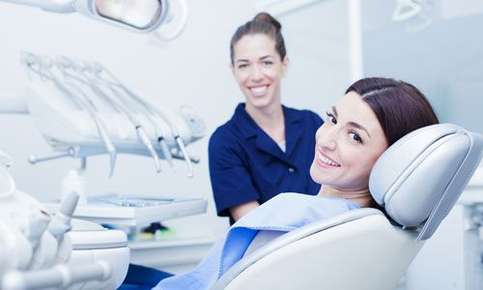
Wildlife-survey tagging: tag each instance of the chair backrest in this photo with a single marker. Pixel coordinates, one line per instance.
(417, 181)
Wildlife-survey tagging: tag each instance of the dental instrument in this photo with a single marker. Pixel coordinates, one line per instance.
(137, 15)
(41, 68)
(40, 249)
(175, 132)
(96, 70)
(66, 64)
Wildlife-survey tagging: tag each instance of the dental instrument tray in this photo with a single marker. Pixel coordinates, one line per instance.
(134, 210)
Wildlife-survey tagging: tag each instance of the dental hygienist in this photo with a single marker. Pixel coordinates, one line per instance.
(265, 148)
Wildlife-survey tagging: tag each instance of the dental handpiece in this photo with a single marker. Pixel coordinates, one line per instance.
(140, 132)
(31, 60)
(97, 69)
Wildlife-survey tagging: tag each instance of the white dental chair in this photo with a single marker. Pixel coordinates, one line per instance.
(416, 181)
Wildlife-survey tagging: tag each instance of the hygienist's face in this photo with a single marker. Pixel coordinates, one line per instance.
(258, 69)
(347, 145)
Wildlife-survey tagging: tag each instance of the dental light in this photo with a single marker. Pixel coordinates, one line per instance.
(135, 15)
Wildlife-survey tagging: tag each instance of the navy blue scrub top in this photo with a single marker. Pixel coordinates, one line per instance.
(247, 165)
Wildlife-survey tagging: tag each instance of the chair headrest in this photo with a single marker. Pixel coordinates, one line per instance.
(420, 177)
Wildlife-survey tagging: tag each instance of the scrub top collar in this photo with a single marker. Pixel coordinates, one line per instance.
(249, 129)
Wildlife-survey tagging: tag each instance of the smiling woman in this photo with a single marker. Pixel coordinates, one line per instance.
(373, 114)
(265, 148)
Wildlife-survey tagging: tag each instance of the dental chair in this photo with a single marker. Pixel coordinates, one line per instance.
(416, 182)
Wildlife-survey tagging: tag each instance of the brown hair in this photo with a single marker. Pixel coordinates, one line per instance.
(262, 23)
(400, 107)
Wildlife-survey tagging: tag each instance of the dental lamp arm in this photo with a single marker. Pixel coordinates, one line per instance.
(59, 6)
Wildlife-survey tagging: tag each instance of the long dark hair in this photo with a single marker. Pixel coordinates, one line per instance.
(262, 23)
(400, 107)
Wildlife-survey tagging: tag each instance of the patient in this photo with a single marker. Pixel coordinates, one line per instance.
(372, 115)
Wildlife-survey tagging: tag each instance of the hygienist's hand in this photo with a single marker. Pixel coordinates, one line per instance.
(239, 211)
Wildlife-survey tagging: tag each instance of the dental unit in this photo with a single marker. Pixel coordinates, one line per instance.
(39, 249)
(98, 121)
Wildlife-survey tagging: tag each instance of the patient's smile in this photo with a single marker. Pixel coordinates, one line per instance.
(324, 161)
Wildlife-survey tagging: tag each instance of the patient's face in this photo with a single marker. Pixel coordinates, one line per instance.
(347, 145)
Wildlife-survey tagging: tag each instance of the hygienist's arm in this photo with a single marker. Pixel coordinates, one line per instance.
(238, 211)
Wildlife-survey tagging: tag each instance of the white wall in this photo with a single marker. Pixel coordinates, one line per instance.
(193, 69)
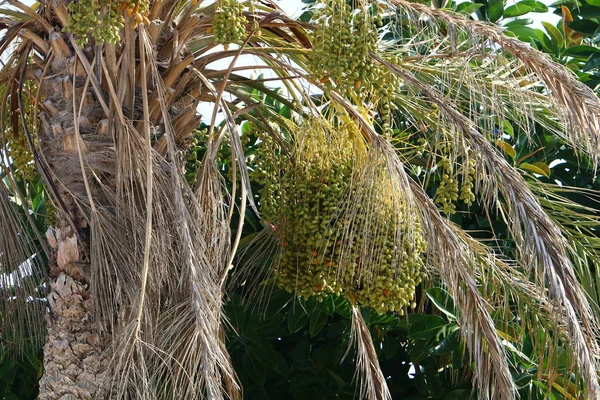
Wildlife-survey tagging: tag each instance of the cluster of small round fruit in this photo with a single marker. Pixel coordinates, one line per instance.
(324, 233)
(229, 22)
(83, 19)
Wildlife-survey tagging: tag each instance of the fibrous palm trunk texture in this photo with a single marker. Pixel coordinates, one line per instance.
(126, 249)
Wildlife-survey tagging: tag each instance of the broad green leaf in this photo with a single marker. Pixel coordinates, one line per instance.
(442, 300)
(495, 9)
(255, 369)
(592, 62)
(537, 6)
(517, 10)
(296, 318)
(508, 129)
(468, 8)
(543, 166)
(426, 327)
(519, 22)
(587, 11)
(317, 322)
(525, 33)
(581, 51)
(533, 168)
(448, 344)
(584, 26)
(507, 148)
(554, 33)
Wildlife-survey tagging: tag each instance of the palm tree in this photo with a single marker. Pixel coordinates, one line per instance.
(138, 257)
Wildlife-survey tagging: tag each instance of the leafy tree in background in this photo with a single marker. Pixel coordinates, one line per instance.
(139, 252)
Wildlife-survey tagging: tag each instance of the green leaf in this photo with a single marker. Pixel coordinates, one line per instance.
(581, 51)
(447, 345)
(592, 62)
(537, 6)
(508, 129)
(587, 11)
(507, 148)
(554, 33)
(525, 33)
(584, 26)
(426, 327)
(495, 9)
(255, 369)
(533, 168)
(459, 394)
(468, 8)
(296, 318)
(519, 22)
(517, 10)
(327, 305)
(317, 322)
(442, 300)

**Exercise brief**. All the lines above are to be given again exactly as they read, with the pictures removed.

**Your response**.
Wildlife-survey tagging: tag each instance of the chair backrest in this photo with a single marker. Pixel coordinates, one line per instance.
(417, 181)
Wildlife-survey tagging: tag each instance of the dental instrument in this photo with a single marker. Pixel coordinates, one line per instance.
(137, 15)
(41, 68)
(40, 249)
(175, 132)
(96, 70)
(66, 64)
Wildlife-survey tagging: tag each instance of the dental instrument tray in this photo with a single marker. Pixel coordinates, one line per instance.
(134, 210)
Wildlife-survey tagging: tag each instance of the dental hygienist in this photo with a single marker. Pixel coordinates, one line per instance.
(265, 148)
Wildlife-survey tagging: tag each instance of the dental handpiece in this photo with a single marker. Pixel coordinates, one line per instance.
(140, 132)
(31, 60)
(97, 69)
Wildlife-survey tagging: tag each instance of the white dental chair in this photo with a single marker. Pixel coordinates, one line per instance.
(416, 181)
Wildlife-survey tagging: tag each instance of the hygienist's face in this photo with a single marker. Pixel coordinates, one line per instance.
(258, 69)
(347, 145)
Wildlife-survey tagging: tag each instance of the dental light in this photo with a single marker. Pixel coordinates, one line per instance.
(135, 15)
Wildlife-survey tagging: tag each instance of the navy blue scrub top in this photo with a single marker. Pixel coordinates, one line per instance.
(247, 165)
Wildlife-survey tagging: tag each instance of the chair headrest in this photo with a single marker. Pixel coordinates, one line per instance.
(420, 177)
Wildlife-survey tagging: tag each instance of the scrub top collar in this photo with a single marker. Pixel coordinates, one line per instance.
(249, 129)
Wildlife-survey tagging: tag each instance of the smiling woman in this photo with a single marker. Pixel coordinates, one line per instance.
(373, 114)
(265, 148)
Wildlife-survey tagging: tag each instance of the dental chair in this photo with a single marker. Pixel coordinates, one line per instance.
(416, 182)
Wildlife-survey tagging: tag each instance of the brown hair in this photo with a single marker. Pixel coordinates, one line per instance.
(262, 23)
(400, 107)
Wildlife-survey tagging: tag each instance of the dental lamp arm in this photo with a single marker. Pixel coordinates, one line per instance.
(59, 6)
Wildlife-survey tagging: tag each instance of the long dark hair in this photo with a single marker. Pixel coordinates, one line per instance.
(262, 23)
(400, 107)
Wildlife-survey tagging: tag each instance of the patient in this photo with a single marker. Pixel coordinates, one line per instance.
(372, 115)
Wildlife-survey tagging: tag each instance of the hygienist's hand in this photo with a single marker. Pixel coordinates, one line per instance.
(239, 211)
Wildlife-survey tagging: tag each instance of the dental unit in this photo with a single marker. Pixel coordinates, one line per instance.
(39, 249)
(98, 121)
Wildlife-survey tagging: tag each instance of the patient's smile in this photo with a single marker. Pixel coordinates, one line per instance.
(324, 161)
Wildlife-survey tagging: tag each instance of the patient's face in this photo with a single marker. Pixel coordinates, one line per instance.
(347, 145)
Wildlife-survey tagging: tag each instance of the hygienist's arm in this photo with a single marker. Pixel coordinates, one line per instance.
(238, 211)
Wildlife-survey tagging: tag each instance of the white wall in this photo with a single marker. Pixel coordinates, one line per instance.
(193, 69)
Wildlife-survey tagging: tag each instance of the cluster of small round fruit in this photo with a single marker. Pixel coordinates, one line per instance.
(324, 233)
(229, 22)
(83, 19)
Wildlife-survey tagging: tag each instance of the fibrous palm trunk texture in this photo with a single marker. Pixel coordinates, one line per instance.
(126, 249)
Wildlife-survey tagging: tag each instance of the broad green leaf in this photo with a single marker. Pixel coordinates, one line per instance.
(442, 300)
(495, 9)
(255, 369)
(592, 62)
(537, 6)
(517, 10)
(296, 318)
(508, 129)
(468, 8)
(543, 166)
(426, 327)
(519, 22)
(587, 11)
(317, 322)
(525, 33)
(581, 51)
(533, 168)
(448, 344)
(584, 26)
(507, 148)
(554, 33)
Wildlife-survey tagging: tag each instance of the palm tree in this photo with a single marker. Pixel coordinates, one line per instance.
(138, 257)
Wildlife-survey tagging: tag each instance of the leafy tree in background in this photo with a single marker. Pixel coordinates, one line per instance.
(139, 252)
Wildlife-survey tagging: tag each instance of the green leaf in this photo with a single marker. Pixel coordinates, one line per instance.
(581, 51)
(447, 345)
(592, 62)
(537, 6)
(508, 129)
(587, 11)
(507, 148)
(554, 33)
(525, 33)
(584, 26)
(426, 327)
(495, 9)
(255, 369)
(533, 168)
(459, 394)
(468, 8)
(296, 318)
(519, 22)
(517, 10)
(327, 305)
(317, 322)
(442, 300)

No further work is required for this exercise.